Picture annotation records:
--- Start ---
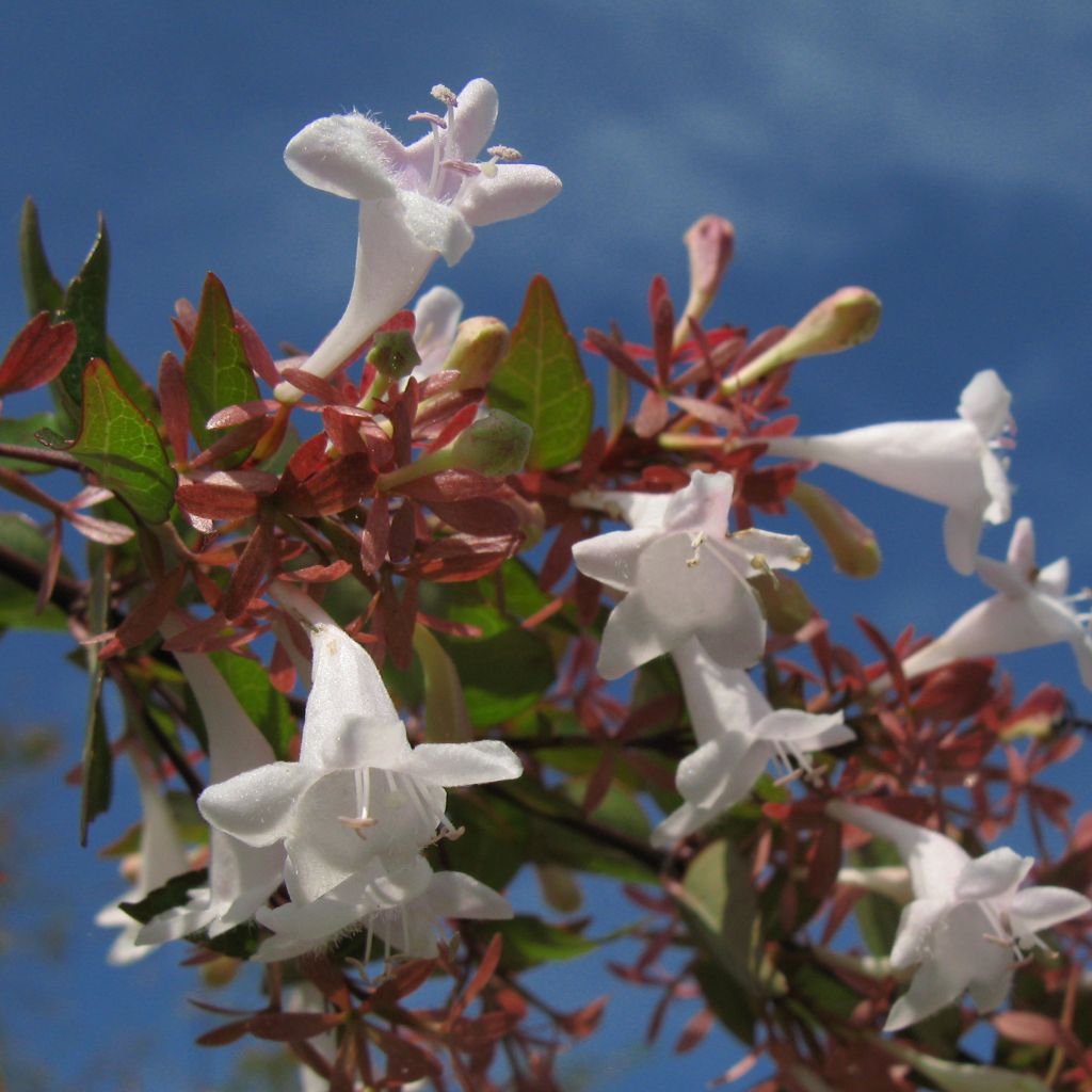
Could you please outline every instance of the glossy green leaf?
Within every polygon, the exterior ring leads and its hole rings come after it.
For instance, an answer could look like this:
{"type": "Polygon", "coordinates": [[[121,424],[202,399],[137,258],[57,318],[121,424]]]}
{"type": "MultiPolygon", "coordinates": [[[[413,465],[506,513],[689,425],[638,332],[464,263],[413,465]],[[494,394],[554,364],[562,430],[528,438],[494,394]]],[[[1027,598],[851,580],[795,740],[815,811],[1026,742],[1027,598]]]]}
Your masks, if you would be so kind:
{"type": "Polygon", "coordinates": [[[64,304],[64,289],[49,268],[41,244],[38,210],[29,198],[23,202],[19,222],[19,264],[26,313],[33,318],[38,311],[59,311],[64,304]]]}
{"type": "MultiPolygon", "coordinates": [[[[49,554],[49,537],[22,512],[0,512],[0,547],[36,566],[45,566],[49,554]]],[[[71,567],[61,561],[61,573],[72,575],[71,567]]],[[[46,604],[39,614],[37,591],[12,577],[0,574],[0,629],[68,630],[68,618],[60,607],[46,604]]]]}
{"type": "Polygon", "coordinates": [[[265,668],[256,660],[230,652],[211,652],[209,658],[239,699],[242,711],[269,740],[273,753],[278,759],[287,759],[288,745],[296,734],[296,720],[284,695],[270,681],[265,668]]]}
{"type": "Polygon", "coordinates": [[[82,402],[83,422],[70,452],[142,520],[163,523],[170,515],[178,476],[159,434],[118,385],[105,360],[87,366],[82,402]]]}
{"type": "MultiPolygon", "coordinates": [[[[225,435],[223,429],[210,431],[205,428],[205,422],[214,413],[258,399],[258,384],[235,327],[232,301],[213,273],[205,277],[201,289],[197,331],[182,368],[190,402],[190,429],[198,446],[204,450],[225,435]]],[[[236,466],[249,453],[249,449],[236,451],[223,461],[223,465],[236,466]]]]}
{"type": "Polygon", "coordinates": [[[527,470],[553,470],[580,456],[592,429],[592,384],[549,281],[536,274],[508,353],[489,381],[490,405],[534,430],[527,470]]]}
{"type": "MultiPolygon", "coordinates": [[[[87,628],[91,633],[106,632],[110,605],[109,553],[98,543],[87,544],[91,595],[87,601],[87,628]]],[[[98,645],[84,645],[87,664],[87,704],[84,712],[83,752],[80,758],[80,844],[87,844],[92,820],[110,806],[114,791],[114,759],[103,715],[103,662],[98,645]]]]}

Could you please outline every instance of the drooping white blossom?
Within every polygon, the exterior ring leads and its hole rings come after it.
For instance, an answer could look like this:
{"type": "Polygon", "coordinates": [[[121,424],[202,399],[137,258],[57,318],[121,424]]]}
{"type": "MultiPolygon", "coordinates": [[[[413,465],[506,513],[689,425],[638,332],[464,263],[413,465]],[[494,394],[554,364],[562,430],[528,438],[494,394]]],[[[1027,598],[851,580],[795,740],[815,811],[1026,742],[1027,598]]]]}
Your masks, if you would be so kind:
{"type": "Polygon", "coordinates": [[[1026,517],[1017,521],[1005,561],[980,557],[975,571],[997,593],[971,607],[935,641],[903,661],[907,677],[973,656],[997,656],[1046,644],[1067,643],[1077,656],[1081,681],[1092,689],[1089,614],[1076,604],[1090,593],[1067,595],[1069,561],[1035,565],[1035,532],[1026,517]]]}
{"type": "Polygon", "coordinates": [[[774,710],[746,672],[722,667],[690,641],[675,653],[698,749],[679,762],[685,803],[652,832],[669,846],[738,804],[770,762],[808,772],[807,753],[854,738],[841,713],[774,710]]]}
{"type": "Polygon", "coordinates": [[[1012,396],[996,371],[963,389],[956,420],[898,420],[830,436],[761,437],[774,455],[829,463],[948,509],[945,549],[957,572],[974,571],[983,523],[1011,514],[1008,461],[996,449],[1011,427],[1012,396]]]}
{"type": "Polygon", "coordinates": [[[143,810],[136,881],[120,899],[108,903],[95,915],[96,925],[121,929],[106,956],[106,962],[116,965],[143,959],[156,947],[138,940],[141,924],[130,917],[120,904],[140,902],[171,877],[188,871],[190,867],[166,799],[139,762],[133,762],[133,769],[136,771],[143,810]]]}
{"type": "MultiPolygon", "coordinates": [[[[472,80],[454,95],[434,88],[442,116],[414,115],[430,131],[408,146],[363,114],[320,118],[285,149],[285,163],[308,186],[358,201],[356,273],[345,313],[304,370],[325,377],[352,357],[404,307],[442,254],[454,265],[474,240],[474,228],[541,209],[561,189],[545,167],[511,162],[496,146],[477,163],[497,121],[497,92],[472,80]]],[[[281,383],[275,394],[300,392],[281,383]]]]}
{"type": "Polygon", "coordinates": [[[310,630],[312,686],[298,762],[271,762],[210,785],[198,800],[212,826],[246,842],[283,842],[294,901],[395,871],[436,838],[446,786],[518,778],[497,740],[410,746],[371,657],[295,590],[310,630]],[[378,864],[377,864],[378,863],[378,864]]]}
{"type": "Polygon", "coordinates": [[[1036,934],[1092,910],[1092,902],[1068,888],[1021,888],[1034,858],[1007,847],[972,858],[943,834],[875,808],[835,800],[827,810],[893,842],[910,869],[914,901],[899,921],[891,966],[917,970],[891,1007],[886,1031],[924,1020],[964,990],[980,1011],[997,1008],[1016,961],[1045,947],[1036,934]]]}
{"type": "MultiPolygon", "coordinates": [[[[176,653],[176,658],[205,724],[211,783],[218,784],[272,762],[273,748],[209,657],[176,653]]],[[[214,827],[209,851],[209,885],[190,891],[183,905],[149,922],[140,931],[139,942],[159,943],[199,929],[207,929],[211,937],[219,936],[252,917],[281,885],[281,845],[247,845],[214,827]]]]}
{"type": "Polygon", "coordinates": [[[572,557],[585,575],[624,592],[603,633],[598,670],[620,678],[696,638],[724,667],[749,667],[765,648],[765,617],[749,578],[797,569],[810,550],[796,535],[727,533],[731,474],[698,471],[674,494],[585,498],[632,527],[585,538],[572,557]]]}

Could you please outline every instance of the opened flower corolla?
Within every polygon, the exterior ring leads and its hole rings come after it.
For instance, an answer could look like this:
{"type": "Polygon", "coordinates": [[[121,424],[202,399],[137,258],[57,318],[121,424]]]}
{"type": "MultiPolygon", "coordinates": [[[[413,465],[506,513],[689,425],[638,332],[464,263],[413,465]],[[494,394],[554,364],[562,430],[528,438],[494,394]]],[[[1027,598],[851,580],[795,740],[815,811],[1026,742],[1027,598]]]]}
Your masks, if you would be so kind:
{"type": "MultiPolygon", "coordinates": [[[[209,657],[175,655],[204,720],[211,783],[272,762],[273,748],[209,657]]],[[[174,940],[199,929],[219,936],[252,917],[281,885],[285,859],[281,845],[254,847],[214,827],[209,852],[207,887],[190,891],[183,905],[149,922],[140,930],[140,943],[174,940]]]]}
{"type": "MultiPolygon", "coordinates": [[[[285,149],[289,169],[308,186],[360,203],[356,274],[345,313],[304,365],[329,376],[357,353],[420,286],[443,254],[454,265],[474,228],[541,209],[561,189],[545,167],[511,162],[512,150],[489,149],[475,162],[497,121],[497,92],[472,80],[459,95],[434,88],[442,116],[414,115],[430,132],[405,146],[363,114],[312,121],[285,149]]],[[[275,394],[300,392],[281,383],[275,394]]]]}
{"type": "Polygon", "coordinates": [[[974,571],[983,523],[1011,514],[1008,461],[996,454],[1011,426],[1012,396],[996,371],[963,390],[957,420],[899,420],[831,436],[761,437],[771,454],[830,463],[891,489],[943,505],[945,549],[957,572],[974,571]]]}
{"type": "Polygon", "coordinates": [[[997,656],[1066,642],[1072,646],[1081,681],[1092,689],[1089,615],[1075,605],[1090,593],[1067,595],[1069,561],[1035,565],[1035,532],[1026,517],[1017,521],[1005,561],[980,557],[975,570],[997,594],[957,618],[931,644],[903,661],[907,677],[972,656],[997,656]]]}
{"type": "Polygon", "coordinates": [[[289,892],[312,901],[377,862],[393,871],[434,841],[446,822],[444,786],[518,778],[523,768],[496,740],[411,748],[367,652],[300,592],[280,585],[273,594],[311,637],[299,761],[210,785],[198,806],[248,845],[283,841],[289,892]]]}
{"type": "Polygon", "coordinates": [[[675,653],[698,749],[679,763],[675,783],[686,803],[652,832],[669,846],[738,804],[770,762],[811,772],[810,751],[855,738],[841,713],[774,710],[745,672],[722,667],[697,641],[675,653]]]}
{"type": "Polygon", "coordinates": [[[577,568],[625,592],[603,633],[598,670],[620,678],[691,638],[723,667],[750,667],[765,648],[765,618],[750,577],[796,569],[810,550],[796,535],[727,533],[731,474],[698,471],[674,494],[585,495],[625,519],[572,548],[577,568]]]}
{"type": "Polygon", "coordinates": [[[835,800],[827,810],[893,842],[910,869],[915,898],[899,919],[891,966],[917,970],[891,1007],[886,1031],[924,1020],[964,989],[980,1011],[997,1008],[1017,960],[1045,947],[1036,934],[1092,910],[1092,902],[1068,888],[1021,889],[1033,857],[1002,847],[972,858],[943,834],[875,808],[835,800]]]}

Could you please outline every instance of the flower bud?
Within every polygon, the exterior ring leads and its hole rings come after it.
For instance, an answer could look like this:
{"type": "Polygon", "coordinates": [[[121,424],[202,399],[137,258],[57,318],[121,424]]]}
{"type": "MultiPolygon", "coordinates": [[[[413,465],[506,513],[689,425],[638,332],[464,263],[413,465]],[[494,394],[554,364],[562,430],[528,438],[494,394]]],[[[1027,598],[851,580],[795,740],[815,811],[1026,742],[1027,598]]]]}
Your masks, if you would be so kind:
{"type": "Polygon", "coordinates": [[[690,254],[690,296],[678,325],[675,345],[690,336],[688,319],[700,319],[720,290],[736,247],[736,229],[723,216],[702,216],[682,236],[690,254]]]}
{"type": "Polygon", "coordinates": [[[860,345],[879,329],[880,309],[879,298],[867,288],[839,288],[816,304],[775,345],[729,376],[721,389],[735,394],[790,360],[860,345]]]}
{"type": "Polygon", "coordinates": [[[500,319],[477,316],[459,323],[454,344],[443,364],[458,371],[459,390],[485,387],[508,348],[508,327],[500,319]]]}
{"type": "Polygon", "coordinates": [[[408,330],[381,330],[372,339],[366,359],[388,379],[408,376],[420,364],[420,355],[408,330]]]}
{"type": "Polygon", "coordinates": [[[451,465],[502,476],[523,470],[531,450],[531,426],[503,410],[483,410],[451,444],[451,465]]]}
{"type": "Polygon", "coordinates": [[[880,548],[876,535],[853,512],[829,492],[799,478],[790,498],[822,536],[839,572],[860,579],[879,572],[880,548]]]}

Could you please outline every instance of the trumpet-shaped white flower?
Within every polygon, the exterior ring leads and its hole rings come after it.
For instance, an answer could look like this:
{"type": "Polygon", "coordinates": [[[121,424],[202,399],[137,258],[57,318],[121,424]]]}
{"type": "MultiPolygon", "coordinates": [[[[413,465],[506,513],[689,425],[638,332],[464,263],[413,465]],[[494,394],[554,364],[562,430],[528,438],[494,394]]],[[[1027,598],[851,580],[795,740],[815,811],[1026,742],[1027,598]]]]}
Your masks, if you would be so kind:
{"type": "Polygon", "coordinates": [[[581,572],[626,593],[603,632],[598,670],[604,678],[620,678],[691,638],[724,667],[758,661],[765,648],[765,617],[748,578],[797,569],[810,550],[796,535],[728,534],[732,490],[731,474],[698,471],[674,494],[584,498],[632,526],[572,548],[581,572]]]}
{"type": "Polygon", "coordinates": [[[133,768],[136,771],[141,808],[144,814],[136,882],[120,899],[107,904],[95,915],[96,925],[121,929],[106,954],[106,962],[115,965],[143,959],[155,947],[138,939],[138,935],[142,931],[141,924],[130,917],[120,904],[140,902],[156,888],[163,887],[173,876],[179,876],[190,867],[167,802],[139,763],[133,762],[133,768]]]}
{"type": "Polygon", "coordinates": [[[273,594],[310,628],[312,686],[298,762],[271,762],[210,785],[205,819],[248,845],[284,842],[294,900],[395,870],[436,838],[444,786],[518,778],[502,743],[423,744],[405,726],[371,657],[305,595],[273,594]]]}
{"type": "Polygon", "coordinates": [[[1035,565],[1035,532],[1026,517],[1017,521],[1005,561],[980,557],[978,575],[997,594],[957,618],[931,644],[902,665],[907,677],[971,656],[997,656],[1023,649],[1066,642],[1072,646],[1081,680],[1092,689],[1092,634],[1089,615],[1075,604],[1088,591],[1067,595],[1069,561],[1059,557],[1040,569],[1035,565]]]}
{"type": "Polygon", "coordinates": [[[945,549],[957,572],[974,571],[983,523],[1011,514],[1007,460],[995,449],[1011,426],[1011,394],[996,371],[963,389],[957,420],[899,420],[831,436],[762,437],[771,454],[830,463],[891,489],[943,505],[945,549]]]}
{"type": "Polygon", "coordinates": [[[745,672],[714,663],[696,641],[675,653],[698,749],[679,762],[686,802],[652,832],[673,845],[738,804],[770,762],[810,772],[807,753],[855,738],[841,713],[771,709],[745,672]]]}
{"type": "MultiPolygon", "coordinates": [[[[475,162],[497,121],[488,80],[472,80],[458,96],[446,87],[434,95],[446,112],[414,115],[431,131],[408,146],[363,114],[342,114],[312,121],[285,149],[288,168],[308,186],[360,203],[348,305],[305,371],[335,371],[405,305],[440,254],[449,265],[462,258],[475,227],[534,212],[561,189],[545,167],[509,162],[510,149],[475,162]]],[[[287,382],[275,394],[300,396],[287,382]]]]}
{"type": "MultiPolygon", "coordinates": [[[[288,891],[293,894],[292,873],[288,891]]],[[[297,892],[298,893],[298,892],[297,892]]],[[[434,873],[420,854],[385,871],[372,860],[361,871],[318,899],[293,894],[292,902],[262,910],[258,921],[273,930],[256,953],[265,963],[322,949],[342,937],[366,931],[365,962],[379,937],[389,954],[429,959],[444,918],[498,921],[512,916],[508,900],[464,873],[434,873]]]]}
{"type": "MultiPolygon", "coordinates": [[[[207,656],[176,653],[176,658],[204,719],[211,782],[218,784],[272,762],[273,748],[207,656]]],[[[281,885],[281,845],[256,848],[214,827],[209,851],[209,886],[197,888],[186,904],[149,922],[140,930],[140,943],[175,940],[199,929],[219,936],[252,917],[281,885]]]]}
{"type": "Polygon", "coordinates": [[[886,1031],[900,1031],[957,1000],[963,990],[980,1011],[1005,1000],[1014,958],[1045,947],[1036,936],[1092,910],[1068,888],[1020,888],[1035,864],[1009,848],[970,857],[937,831],[856,804],[827,810],[893,842],[910,868],[914,901],[903,909],[891,950],[895,970],[917,966],[910,989],[891,1007],[886,1031]]]}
--- End ---
* What is asked *
Gather every line in the records above that contains the string "please", matching case exactly. List each such line in full, in the order it appears.

* The response *
Could you please outline every instance of the glossy green leaf?
Could you please outline every instance of the drooping white blossom?
Could you please outline every instance of the opened flower corolla?
Could you please outline every instance of the flower bud?
Could you please outline every instance of the trumpet-shaped white flower?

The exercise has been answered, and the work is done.